PASSAGE PROVIDED
%%

STEP 3) Use the suspension-worthy infractions list created earlier — that ridiculously long and arbitrary list — so that you can easily target and justify the “counseling out” …
“It’s in our handbook right here, the one we gave you when your child first started here. That’s why we suspended your child. Both you and your child knew the rules. If you don’t like it, leave… and go to one of the public schools that are being starved of funding to fund this school.”
Again, the handbook even says the list is “not exhaustive”, and a teacher, on her own, can arbitrarily add to it as she wishes.
4) Keep suspending the until the parent just gives up in frustration, and removes the child from the school:
—————–
John Merrow actually got a copy of the Success Academy’s suspension-worthy list, and wrote about it here:
——————————————–
JOHN MERROW: “Below you will find, verbatim, the disciplinary code for Success Academies, taken from the Success Academies handbook, which is distributed to all parents and perhaps others. I discussed aspects of the rule book in my interview with Success Academies founder and CEO Eva Moskowitz.
(If you missed the NewsHour segment when it was broadcast on October 12th, you can find it here:
—————————————————
When you read this list, keep in mind that this list currently applies to Kindergartners — 5 & 6 year-olds (!!!) , or as young as 4 (!!!), if the child has a late birthday.)
Should Eva’s Pre-K program be approved and funded — even though Eva refuses sign any agreement that would include any outside oversight of the school or of lists like the one below — this will then apply to Pre-K students — 4 & 5 year-olds (!!!), or as young as 3 (!!!), if the child has a late birthday.
Without further ado, here’s the list: (thanks to John Merrow)

%%

REQUIRED TASK A
Pick out each line of the listing that includes the string "entrance" and copy it.

LISTING

%%

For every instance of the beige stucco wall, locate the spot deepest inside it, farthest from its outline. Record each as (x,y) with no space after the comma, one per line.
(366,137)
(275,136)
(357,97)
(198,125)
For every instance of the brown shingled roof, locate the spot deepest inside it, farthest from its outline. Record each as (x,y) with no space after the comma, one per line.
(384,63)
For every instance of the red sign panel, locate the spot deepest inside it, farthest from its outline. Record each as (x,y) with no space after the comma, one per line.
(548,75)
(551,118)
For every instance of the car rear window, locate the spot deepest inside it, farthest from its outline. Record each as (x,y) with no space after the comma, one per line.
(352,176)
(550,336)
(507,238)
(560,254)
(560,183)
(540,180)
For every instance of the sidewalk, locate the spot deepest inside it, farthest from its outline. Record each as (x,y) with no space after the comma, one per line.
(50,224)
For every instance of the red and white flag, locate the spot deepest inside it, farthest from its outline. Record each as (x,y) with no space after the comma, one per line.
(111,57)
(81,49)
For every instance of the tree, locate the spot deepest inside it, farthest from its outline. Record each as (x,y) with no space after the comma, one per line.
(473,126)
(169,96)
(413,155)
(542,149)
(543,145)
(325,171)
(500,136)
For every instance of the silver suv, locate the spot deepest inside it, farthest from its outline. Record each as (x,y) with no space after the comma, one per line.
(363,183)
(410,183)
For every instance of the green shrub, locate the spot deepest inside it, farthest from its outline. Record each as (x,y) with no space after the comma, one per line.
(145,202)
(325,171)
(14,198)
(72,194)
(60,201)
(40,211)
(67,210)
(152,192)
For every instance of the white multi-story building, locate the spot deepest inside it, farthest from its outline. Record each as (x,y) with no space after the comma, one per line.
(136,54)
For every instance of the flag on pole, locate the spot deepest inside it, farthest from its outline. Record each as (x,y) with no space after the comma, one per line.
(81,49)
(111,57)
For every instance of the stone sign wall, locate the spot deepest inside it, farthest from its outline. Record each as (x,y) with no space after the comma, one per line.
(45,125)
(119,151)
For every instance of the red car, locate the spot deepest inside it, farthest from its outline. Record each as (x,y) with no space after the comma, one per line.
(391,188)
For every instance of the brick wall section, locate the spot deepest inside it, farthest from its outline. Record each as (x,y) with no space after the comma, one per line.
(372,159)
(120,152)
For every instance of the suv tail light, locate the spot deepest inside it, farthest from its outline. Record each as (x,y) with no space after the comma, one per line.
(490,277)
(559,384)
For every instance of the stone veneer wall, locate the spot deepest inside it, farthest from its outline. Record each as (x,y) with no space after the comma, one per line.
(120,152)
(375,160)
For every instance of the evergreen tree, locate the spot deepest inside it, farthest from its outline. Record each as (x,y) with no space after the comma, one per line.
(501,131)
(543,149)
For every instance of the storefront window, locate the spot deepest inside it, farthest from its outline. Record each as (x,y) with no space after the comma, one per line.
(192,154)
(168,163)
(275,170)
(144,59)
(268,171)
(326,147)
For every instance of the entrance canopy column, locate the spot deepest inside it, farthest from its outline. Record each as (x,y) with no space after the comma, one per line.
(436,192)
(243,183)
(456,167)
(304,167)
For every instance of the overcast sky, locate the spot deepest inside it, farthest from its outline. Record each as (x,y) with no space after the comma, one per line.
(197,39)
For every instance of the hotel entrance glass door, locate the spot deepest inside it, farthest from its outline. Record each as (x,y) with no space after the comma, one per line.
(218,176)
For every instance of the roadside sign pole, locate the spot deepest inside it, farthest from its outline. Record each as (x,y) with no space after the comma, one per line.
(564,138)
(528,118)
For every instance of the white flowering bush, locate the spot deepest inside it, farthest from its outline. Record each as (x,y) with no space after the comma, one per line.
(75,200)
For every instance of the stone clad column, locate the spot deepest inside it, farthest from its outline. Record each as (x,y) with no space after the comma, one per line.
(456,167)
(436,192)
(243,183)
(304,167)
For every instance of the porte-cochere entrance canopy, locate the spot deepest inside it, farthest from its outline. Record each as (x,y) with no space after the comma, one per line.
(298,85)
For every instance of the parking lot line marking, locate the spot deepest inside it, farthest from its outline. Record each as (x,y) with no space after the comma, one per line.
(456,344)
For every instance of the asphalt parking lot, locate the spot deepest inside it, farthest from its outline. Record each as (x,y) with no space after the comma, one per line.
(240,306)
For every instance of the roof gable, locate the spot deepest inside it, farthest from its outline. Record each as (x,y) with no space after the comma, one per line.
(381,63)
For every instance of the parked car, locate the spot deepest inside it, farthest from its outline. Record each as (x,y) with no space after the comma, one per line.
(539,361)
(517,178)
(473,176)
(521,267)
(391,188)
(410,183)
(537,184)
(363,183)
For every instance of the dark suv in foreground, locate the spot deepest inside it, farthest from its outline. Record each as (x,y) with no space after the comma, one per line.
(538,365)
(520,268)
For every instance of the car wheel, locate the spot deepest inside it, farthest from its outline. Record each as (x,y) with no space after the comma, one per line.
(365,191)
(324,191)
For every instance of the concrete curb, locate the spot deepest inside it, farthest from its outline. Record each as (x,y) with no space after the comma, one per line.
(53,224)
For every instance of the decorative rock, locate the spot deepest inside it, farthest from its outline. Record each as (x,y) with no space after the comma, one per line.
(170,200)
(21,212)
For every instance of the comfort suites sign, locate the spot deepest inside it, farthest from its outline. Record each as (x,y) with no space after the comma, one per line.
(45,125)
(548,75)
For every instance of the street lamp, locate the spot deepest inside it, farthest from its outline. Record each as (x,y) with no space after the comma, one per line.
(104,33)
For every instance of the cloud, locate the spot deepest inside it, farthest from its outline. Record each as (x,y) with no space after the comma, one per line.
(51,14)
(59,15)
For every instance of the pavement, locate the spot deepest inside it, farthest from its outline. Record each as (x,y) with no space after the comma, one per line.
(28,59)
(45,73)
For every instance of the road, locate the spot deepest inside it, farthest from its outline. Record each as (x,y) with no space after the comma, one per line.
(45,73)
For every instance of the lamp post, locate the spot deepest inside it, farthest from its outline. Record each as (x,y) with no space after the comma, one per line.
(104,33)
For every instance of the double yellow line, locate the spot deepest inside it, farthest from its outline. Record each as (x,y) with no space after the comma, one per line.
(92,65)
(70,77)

%%

REQUIRED TASK B
Answer these questions using the passage on the Success Academy suspension list.
(i) On what date was the NewsHour segment broadcast?
(ii) Who is named as the founder and CEO of Success Academies?
(iii) What two words does the handbook use to describe the list?

EXERCISE ANSWER A
For every instance of the entrance canopy column, locate the spot deepest inside it, farthest from its outline. Record each as (x,y) with no space after the comma, one per line.
For every instance of the hotel entrance glass door, locate the spot deepest inside it, farthest from its outline. Record each as (x,y) with no space after the comma, one per line.
For every instance of the porte-cochere entrance canopy, locate the spot deepest inside it, farthest from its outline. Record each as (x,y) with no space after the comma, one per line.

EXERCISE ANSWER B
(i) October 12th
(ii) Eva Moskowitz
(iii) "not exhaustive"